Set exercise 1: State how many lines in the records contain the word "faucet"; reply with the number alone.
Set exercise 2: Extend the SQL Server question about the subquery in the IN clause, picking up right after its final sentence.

Selected passage:
++++++++++

Why does SQL Server perform a cluster analysis when the IN clause has a subquery?


If I search for users like so:

FROM userprofile
WHERE userid IN (1, 2, 3)

The execution plan shows that UserProfile is using a Clustered Index Seek

If I change the IN clause to use a subquery:

FROM userprofile
WHERE userid IN (
    SELECT DISTINCT senders.UserId
    FROM messages m
    JOIN UserMessages recipients ON recipients.MessageId = m.MessageId
    JOIN UserMessages senders ON senders.MessageId = m.MessageId
    WHERE recipients.TypeId = 2
        AND recipients.UserId = 1
        AND senders.UserId <> 1
        AND senders.TypeId = 1

The execution plan shows the subquery is using a Clustered Index Seek but the UserProfile outer query is using a Clustered Index Scan.

++++++++++

Entries shown:

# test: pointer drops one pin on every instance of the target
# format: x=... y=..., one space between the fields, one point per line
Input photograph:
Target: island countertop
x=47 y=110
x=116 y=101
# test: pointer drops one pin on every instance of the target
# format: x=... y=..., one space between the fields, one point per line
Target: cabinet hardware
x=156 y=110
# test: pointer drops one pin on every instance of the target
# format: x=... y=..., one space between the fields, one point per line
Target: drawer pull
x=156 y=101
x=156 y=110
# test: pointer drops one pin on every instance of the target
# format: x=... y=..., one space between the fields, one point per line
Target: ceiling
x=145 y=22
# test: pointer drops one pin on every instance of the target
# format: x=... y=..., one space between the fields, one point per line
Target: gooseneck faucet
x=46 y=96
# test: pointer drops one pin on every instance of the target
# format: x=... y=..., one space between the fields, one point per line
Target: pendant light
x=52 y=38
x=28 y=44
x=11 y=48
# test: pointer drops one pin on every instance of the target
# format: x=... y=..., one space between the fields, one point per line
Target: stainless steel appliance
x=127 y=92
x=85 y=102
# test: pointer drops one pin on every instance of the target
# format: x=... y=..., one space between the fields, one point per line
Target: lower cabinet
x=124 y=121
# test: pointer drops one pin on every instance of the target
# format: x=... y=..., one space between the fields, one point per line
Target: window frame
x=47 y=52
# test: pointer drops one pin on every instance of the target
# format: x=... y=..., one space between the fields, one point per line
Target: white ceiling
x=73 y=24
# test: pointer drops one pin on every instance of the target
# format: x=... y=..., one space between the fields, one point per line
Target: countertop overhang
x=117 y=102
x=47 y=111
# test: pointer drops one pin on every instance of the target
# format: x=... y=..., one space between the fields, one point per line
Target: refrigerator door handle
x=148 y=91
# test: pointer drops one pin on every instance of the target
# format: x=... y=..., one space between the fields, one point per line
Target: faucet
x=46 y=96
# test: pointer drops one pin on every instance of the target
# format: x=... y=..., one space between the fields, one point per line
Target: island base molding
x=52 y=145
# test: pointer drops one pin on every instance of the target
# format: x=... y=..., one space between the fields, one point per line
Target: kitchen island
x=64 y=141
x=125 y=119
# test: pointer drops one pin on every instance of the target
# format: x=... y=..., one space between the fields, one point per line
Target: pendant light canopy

++++++++++

Final result 1: 2

Final result 2:
How can I write this so both inner and outer queries are using Seeks?

A set of seeks is only cheaper than a full scan if the rowcount is low. SQL Server is pretty conservative so if there is a chance many records will be found, it prefers to scan. In your example, it's pretty clear that userId in (1,2,3) will not return many rows. But with the subquery, SQL Server probably can't tell.

You can force a seek with:

from userprofile with (forceseek)